Nunca creí en más coronas que en la de los Magos de Oriente, ante los que hago la reverencia cada 6 de enero, o en la corona de espinas del Nazareno, el que anduvo en la mar. Pero en esta fecha histórica del 2 de junio no tengo reparos en agradecer al Rey de España, don Juan Carlos I, sus 39 años en el trono. En este tiempo, que es casi toda mi vida, España pasó de una dictadura a una democracia que se han encargado de enfandangar con sus golferías quienes ostentan el poder del pueblo otorgado por el pueblo. Pero eso es otro cantar.
En este tiempo, España pasó de la mordaza a la libertad y al cántico. Por eso hemos podido cantar y contar, alzar la voz, respirar. Vivir.
Viví sin conciencia, siendo niña, aquel 23 de febrero que comprendí muchos años después, porque los niños no saben de golpes de Estado ni de la amenaza de coserle de nuevo la boca a un país encorsetado por más de 40 años que ya respiraba aires de libertad.
Nunca creí en más corona que en la de mis Reyes del 6 de enero o en la corona de espinas del Nazareno, pero he respetado la figura del Rey Juan Carlos como la mejor valorada en el extranjero, aunque el tiempo y diversos escándalos hayan mermado esa imagen impecable que se nos vendió y que se proyectó al mundo.

• Objetivo del ejercicio:
Indica si cada afirmación concuerda con el extracto sobre Juan Carlos I, respondiendo sí o no y citando literalmente las palabras del texto que lo deciden.
1. Quien escribe agradece al Rey sus años en el trono.
2. Quien escribe entendió lo ocurrido el 23 de febrero en el mismo momento en que sucedió.
3. Según el texto, la imagen del Rey se ha conservado intacta con el paso del tiempo.

• Datos mostrados:

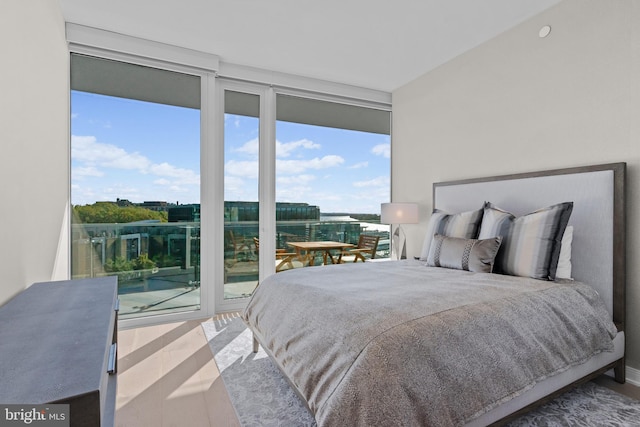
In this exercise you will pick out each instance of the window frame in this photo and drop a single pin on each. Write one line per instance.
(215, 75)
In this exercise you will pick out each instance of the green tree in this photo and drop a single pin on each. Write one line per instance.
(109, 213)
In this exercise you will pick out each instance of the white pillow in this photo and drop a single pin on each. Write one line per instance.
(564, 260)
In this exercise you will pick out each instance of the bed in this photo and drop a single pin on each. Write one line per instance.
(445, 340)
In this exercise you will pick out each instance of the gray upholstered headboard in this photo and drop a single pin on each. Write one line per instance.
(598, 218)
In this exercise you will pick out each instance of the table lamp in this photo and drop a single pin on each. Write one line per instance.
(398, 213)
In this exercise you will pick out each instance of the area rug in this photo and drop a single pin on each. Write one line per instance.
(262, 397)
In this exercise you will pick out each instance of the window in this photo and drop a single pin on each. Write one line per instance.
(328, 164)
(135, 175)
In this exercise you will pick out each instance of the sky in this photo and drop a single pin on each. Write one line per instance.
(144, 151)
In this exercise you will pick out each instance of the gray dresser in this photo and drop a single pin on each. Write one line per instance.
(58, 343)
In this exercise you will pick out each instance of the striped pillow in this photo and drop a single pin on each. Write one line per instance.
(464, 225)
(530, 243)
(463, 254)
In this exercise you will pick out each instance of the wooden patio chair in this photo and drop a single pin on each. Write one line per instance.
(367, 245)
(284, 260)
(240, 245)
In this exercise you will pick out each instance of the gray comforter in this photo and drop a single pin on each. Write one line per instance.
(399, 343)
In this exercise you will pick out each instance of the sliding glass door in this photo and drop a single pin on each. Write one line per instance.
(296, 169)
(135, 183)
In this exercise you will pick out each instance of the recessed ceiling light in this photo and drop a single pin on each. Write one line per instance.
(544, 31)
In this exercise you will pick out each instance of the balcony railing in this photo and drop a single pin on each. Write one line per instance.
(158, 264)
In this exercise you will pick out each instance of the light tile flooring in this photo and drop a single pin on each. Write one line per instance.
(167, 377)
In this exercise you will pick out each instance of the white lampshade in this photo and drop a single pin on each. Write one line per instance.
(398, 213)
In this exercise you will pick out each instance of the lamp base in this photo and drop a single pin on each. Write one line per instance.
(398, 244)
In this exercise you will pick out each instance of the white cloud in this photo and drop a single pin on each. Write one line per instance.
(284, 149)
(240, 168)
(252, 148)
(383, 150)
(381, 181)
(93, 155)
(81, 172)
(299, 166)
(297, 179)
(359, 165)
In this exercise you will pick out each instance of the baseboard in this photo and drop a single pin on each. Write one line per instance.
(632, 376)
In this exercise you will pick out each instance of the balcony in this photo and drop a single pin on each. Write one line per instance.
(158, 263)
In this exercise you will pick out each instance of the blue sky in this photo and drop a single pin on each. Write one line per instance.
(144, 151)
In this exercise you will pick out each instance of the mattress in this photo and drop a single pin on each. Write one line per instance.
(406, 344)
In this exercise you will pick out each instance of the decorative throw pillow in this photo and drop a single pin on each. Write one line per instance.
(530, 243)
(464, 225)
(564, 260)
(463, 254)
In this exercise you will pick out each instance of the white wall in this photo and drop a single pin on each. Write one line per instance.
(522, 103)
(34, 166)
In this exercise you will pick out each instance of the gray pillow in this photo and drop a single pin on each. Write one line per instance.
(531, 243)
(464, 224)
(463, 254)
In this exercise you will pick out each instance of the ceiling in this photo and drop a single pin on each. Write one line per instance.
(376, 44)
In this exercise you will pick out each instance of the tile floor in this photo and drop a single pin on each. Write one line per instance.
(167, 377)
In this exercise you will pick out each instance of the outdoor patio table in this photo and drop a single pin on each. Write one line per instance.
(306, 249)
...
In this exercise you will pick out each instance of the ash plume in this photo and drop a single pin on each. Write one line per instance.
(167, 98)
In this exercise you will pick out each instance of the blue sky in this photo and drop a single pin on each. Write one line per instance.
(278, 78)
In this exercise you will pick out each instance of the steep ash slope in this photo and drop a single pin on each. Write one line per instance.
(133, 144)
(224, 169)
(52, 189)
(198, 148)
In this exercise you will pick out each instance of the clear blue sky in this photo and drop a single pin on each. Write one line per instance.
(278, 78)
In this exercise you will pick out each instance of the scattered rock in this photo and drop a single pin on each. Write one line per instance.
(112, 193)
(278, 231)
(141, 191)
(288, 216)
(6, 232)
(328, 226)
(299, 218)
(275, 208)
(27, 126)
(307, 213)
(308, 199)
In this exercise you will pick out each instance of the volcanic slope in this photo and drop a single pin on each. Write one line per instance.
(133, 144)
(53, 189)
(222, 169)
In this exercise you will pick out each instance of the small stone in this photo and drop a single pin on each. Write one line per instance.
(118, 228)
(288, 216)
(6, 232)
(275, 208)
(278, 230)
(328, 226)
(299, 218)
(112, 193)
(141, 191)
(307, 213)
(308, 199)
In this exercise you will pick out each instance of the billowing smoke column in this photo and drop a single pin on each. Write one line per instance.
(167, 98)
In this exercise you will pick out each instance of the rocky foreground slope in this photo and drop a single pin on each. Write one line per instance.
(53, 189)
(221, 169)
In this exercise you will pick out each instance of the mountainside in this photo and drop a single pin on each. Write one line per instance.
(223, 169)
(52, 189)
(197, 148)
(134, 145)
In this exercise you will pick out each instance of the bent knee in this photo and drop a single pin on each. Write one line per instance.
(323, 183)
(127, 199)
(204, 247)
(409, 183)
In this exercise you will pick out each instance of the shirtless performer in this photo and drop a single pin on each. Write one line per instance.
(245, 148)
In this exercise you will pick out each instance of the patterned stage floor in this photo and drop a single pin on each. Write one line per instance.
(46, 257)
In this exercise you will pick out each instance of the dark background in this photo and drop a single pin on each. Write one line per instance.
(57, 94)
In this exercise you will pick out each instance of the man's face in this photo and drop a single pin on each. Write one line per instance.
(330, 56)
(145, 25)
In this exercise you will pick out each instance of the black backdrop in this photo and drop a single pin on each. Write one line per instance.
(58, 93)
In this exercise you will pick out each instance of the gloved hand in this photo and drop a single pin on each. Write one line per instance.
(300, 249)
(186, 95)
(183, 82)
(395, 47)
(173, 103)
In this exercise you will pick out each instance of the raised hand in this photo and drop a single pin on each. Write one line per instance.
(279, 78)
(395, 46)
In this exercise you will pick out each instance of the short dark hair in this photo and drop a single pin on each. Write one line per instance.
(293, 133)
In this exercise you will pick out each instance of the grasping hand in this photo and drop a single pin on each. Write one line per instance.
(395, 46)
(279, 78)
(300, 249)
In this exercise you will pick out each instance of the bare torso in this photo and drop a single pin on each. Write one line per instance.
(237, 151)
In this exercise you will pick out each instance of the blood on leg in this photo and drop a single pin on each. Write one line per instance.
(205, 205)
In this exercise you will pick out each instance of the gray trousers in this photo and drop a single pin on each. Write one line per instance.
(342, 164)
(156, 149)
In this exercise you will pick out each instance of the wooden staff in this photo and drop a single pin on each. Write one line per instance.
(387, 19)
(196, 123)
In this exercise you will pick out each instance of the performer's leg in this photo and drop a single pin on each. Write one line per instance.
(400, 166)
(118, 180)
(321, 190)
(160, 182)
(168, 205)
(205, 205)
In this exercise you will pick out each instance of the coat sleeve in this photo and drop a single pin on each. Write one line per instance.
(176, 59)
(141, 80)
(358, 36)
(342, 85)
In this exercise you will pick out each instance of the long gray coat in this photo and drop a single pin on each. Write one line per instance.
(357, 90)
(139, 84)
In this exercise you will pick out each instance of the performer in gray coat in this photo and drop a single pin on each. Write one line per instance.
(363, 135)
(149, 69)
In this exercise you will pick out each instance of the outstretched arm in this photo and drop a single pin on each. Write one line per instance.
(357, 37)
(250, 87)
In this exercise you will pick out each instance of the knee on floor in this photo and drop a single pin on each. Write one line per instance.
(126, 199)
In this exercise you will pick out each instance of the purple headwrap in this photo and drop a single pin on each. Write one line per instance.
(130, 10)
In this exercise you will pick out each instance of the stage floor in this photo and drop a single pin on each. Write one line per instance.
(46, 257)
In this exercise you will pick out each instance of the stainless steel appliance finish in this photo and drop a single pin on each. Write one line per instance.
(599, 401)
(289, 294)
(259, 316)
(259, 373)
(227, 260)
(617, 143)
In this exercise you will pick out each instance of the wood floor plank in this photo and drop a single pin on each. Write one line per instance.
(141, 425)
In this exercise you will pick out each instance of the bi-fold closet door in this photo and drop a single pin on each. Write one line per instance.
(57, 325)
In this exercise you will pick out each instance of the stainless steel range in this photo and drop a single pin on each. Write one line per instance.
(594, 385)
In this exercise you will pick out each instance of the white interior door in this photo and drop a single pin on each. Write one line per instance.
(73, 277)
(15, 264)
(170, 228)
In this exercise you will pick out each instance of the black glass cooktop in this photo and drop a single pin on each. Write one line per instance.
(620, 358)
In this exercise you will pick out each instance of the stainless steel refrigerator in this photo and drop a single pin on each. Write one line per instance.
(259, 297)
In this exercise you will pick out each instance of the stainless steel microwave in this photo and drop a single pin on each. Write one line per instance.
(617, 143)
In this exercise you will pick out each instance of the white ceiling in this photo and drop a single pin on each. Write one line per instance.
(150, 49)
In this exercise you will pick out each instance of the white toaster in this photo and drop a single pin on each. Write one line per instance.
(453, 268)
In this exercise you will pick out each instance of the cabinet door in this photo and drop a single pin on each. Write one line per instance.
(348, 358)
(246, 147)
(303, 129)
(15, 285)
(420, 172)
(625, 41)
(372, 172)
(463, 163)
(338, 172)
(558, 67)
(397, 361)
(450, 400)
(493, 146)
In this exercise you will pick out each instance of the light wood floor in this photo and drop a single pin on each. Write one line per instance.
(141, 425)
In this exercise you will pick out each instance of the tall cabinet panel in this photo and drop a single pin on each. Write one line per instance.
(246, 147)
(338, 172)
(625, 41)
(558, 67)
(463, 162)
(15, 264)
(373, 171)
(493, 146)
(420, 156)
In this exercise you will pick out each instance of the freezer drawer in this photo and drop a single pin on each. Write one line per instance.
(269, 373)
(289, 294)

• Resultado del ejercicio:
1. Sí: «no tengo reparos en agradecer al Rey de España, don Juan Carlos I, sus 39 años en el trono».
2. No: «Viví sin conciencia, siendo niña, aquel 23 de febrero que comprendí muchos años después».
3. No: «aunque el tiempo y diversos escándalos hayan mermado esa imagen impecable que se nos vendió y que se proyectó al mundo».